start DATA SUPPLIED

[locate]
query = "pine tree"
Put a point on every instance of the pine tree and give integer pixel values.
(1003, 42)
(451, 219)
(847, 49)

end DATA SUPPLIED

_EXERCISE OBJECTIVE_
Reproduce the material with "pine tree" renamed to "conifer" everywhere it occurs, leaving all other text unchanged.

_ANSWER FOR THIS EXERCISE_
[locate]
query = "conifer"
Put a point on every instance of the conifer and give integer pixel values.
(1003, 42)
(451, 219)
(847, 49)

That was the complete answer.